:: GIVEN PROBLEM ::
Beginning at the line that contains "TARGET = bicycle saddle", reproduce every line to the end of the material without changing any of them.

"""

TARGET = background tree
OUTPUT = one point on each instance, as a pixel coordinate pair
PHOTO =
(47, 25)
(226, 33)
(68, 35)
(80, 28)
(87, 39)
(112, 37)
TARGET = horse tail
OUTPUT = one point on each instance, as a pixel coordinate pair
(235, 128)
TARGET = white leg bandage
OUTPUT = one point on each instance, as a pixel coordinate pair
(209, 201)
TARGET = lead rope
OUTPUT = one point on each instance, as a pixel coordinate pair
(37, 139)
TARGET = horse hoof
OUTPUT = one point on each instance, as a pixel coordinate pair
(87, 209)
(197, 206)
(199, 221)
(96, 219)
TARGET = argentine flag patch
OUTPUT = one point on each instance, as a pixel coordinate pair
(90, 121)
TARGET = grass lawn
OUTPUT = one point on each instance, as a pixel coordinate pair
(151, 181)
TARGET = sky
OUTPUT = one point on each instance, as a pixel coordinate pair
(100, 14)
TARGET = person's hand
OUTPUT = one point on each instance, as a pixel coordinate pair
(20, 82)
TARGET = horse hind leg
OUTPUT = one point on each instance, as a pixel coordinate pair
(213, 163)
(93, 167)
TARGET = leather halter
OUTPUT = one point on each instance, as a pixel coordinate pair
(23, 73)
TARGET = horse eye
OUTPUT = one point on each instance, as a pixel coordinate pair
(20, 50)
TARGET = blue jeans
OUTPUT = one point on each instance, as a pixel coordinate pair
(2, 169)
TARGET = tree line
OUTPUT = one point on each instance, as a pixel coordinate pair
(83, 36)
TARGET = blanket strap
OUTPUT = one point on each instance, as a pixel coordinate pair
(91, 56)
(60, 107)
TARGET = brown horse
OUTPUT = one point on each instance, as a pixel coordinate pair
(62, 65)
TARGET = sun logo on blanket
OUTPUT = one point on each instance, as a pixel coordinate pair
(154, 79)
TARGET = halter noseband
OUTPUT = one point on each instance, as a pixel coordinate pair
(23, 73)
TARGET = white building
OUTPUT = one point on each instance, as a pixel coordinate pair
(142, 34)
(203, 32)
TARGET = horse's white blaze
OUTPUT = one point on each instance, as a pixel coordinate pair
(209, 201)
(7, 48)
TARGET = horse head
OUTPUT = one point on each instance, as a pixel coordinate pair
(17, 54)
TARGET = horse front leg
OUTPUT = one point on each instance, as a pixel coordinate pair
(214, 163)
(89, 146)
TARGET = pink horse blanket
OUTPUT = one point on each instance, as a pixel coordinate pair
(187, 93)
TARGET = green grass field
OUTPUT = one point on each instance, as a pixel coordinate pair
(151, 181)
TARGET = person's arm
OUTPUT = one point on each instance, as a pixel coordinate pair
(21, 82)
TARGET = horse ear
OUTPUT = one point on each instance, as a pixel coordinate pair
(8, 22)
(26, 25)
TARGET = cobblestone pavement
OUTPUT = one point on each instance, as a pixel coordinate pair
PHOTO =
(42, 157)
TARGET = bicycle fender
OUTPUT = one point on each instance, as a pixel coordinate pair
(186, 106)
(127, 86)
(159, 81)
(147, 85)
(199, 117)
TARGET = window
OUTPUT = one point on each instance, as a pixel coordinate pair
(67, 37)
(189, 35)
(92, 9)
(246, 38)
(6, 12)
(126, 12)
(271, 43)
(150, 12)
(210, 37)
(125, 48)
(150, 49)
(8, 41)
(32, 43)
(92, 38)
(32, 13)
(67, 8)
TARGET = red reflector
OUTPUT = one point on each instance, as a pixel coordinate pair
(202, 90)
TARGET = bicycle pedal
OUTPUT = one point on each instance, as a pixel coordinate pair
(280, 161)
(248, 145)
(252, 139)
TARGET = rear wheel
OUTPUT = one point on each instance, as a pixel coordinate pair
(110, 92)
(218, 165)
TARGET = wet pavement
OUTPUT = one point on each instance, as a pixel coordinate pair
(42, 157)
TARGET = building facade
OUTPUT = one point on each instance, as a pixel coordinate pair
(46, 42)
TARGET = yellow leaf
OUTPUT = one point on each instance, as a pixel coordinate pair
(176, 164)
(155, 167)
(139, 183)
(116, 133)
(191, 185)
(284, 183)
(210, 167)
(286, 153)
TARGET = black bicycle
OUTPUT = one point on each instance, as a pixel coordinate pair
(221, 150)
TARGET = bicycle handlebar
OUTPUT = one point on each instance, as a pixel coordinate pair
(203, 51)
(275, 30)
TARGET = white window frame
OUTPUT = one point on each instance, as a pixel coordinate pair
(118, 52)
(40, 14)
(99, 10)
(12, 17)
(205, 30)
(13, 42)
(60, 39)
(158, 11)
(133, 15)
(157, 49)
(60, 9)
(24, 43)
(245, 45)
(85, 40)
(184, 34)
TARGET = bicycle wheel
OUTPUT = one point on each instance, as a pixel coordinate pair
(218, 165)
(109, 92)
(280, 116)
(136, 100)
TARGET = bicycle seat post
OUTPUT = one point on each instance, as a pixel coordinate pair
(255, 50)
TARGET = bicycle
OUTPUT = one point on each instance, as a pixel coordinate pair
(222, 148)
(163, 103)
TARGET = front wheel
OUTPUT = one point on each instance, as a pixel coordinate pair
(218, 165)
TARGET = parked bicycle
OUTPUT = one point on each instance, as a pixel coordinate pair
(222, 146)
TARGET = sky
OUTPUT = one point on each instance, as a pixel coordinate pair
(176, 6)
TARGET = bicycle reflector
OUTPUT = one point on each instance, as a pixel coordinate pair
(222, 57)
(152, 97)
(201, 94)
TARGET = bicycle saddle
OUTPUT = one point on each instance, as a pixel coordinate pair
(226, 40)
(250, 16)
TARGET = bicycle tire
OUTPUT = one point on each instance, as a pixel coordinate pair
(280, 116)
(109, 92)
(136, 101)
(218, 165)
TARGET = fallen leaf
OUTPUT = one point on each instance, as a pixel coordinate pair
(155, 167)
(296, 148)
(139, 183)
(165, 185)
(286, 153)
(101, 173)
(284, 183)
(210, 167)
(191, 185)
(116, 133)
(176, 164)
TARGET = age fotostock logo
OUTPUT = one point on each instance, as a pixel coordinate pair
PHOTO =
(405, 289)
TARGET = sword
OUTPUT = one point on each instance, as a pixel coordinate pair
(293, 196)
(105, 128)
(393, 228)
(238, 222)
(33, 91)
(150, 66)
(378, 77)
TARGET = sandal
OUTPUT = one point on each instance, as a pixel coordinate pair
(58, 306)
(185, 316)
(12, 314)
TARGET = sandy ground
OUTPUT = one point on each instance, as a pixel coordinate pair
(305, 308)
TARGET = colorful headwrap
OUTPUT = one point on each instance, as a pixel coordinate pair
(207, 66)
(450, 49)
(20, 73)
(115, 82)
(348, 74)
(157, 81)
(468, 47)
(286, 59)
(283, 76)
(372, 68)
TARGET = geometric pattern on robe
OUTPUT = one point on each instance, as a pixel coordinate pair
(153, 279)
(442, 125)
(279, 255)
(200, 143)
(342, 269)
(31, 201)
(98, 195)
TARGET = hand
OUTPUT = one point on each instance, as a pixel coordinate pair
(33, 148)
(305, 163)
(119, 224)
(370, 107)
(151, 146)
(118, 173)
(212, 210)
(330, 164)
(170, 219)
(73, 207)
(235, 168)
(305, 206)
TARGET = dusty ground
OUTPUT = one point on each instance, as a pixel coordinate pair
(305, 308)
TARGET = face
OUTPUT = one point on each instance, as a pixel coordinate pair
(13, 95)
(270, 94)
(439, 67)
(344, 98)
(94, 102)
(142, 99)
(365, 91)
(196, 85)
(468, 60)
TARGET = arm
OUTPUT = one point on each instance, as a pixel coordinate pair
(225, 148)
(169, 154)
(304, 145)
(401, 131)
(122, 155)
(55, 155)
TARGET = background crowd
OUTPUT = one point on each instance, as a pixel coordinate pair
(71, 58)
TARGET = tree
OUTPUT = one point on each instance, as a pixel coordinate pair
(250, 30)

"""

:: THE REPLY ::
TARGET = bicycle saddle
OUTPUT = one point on each instance, as a pixel coordinate pair
(226, 40)
(250, 16)
TARGET = bicycle tire
OUTPUT = one point on each instance, as a pixel coordinate pair
(280, 116)
(109, 92)
(136, 101)
(218, 165)
TARGET = fallen leaf
OUTPUT = one point on each instance, as a pixel coordinate pair
(155, 167)
(296, 148)
(139, 183)
(165, 185)
(286, 153)
(101, 173)
(284, 183)
(210, 167)
(191, 185)
(116, 133)
(176, 164)
TARGET = age fotostock logo
OUTPUT = one point on each instance, as a pixel coordinate pair
PHOTO =
(405, 289)
TARGET = sword
OUTPUT = one point on each instance, as a pixel coordinate pair
(293, 196)
(105, 128)
(393, 228)
(238, 222)
(33, 91)
(150, 66)
(378, 77)
TARGET = sandal
OUTPUT = one point on each instance, as a pixel coordinate pair
(58, 306)
(185, 316)
(12, 314)
TARGET = sandy ground
OUTPUT = one point on each instance, as a pixel coordinate pair
(305, 308)
TARGET = colorful headwrap
OUTPUT = one point on each instance, as a pixel coordinate pair
(207, 66)
(450, 49)
(20, 73)
(115, 82)
(348, 74)
(157, 81)
(468, 47)
(286, 59)
(283, 76)
(372, 68)
TARGET = geometric pattern on robe
OUTPUT = one point on each instance, as a pixel coordinate pair
(153, 279)
(442, 125)
(279, 255)
(200, 143)
(342, 269)
(31, 201)
(98, 195)
TARGET = hand
OUTPUT = one point on each instance, as a pixel coordinate pair
(33, 148)
(305, 163)
(119, 224)
(370, 107)
(151, 146)
(118, 173)
(212, 210)
(330, 164)
(170, 219)
(73, 207)
(235, 168)
(305, 206)
TARGET = dusty ground
OUTPUT = one point on each instance, as a pixel coordinate pair
(305, 308)
TARGET = face
OUTPUT = one point on each instance, as a pixel coordinate pair
(13, 95)
(270, 94)
(439, 67)
(344, 98)
(94, 102)
(142, 99)
(365, 91)
(196, 85)
(468, 60)
TARGET = arm
OUTPUT = one point on each instance, as a pixel coordinate pair
(225, 148)
(169, 154)
(304, 145)
(401, 131)
(122, 155)
(55, 155)
TARGET = background crowd
OUTPUT = one point on each instance, as a pixel coordinate pair
(71, 58)
TARGET = tree
OUTPUT = one point on each instance, as a pixel coordinate pair
(250, 30)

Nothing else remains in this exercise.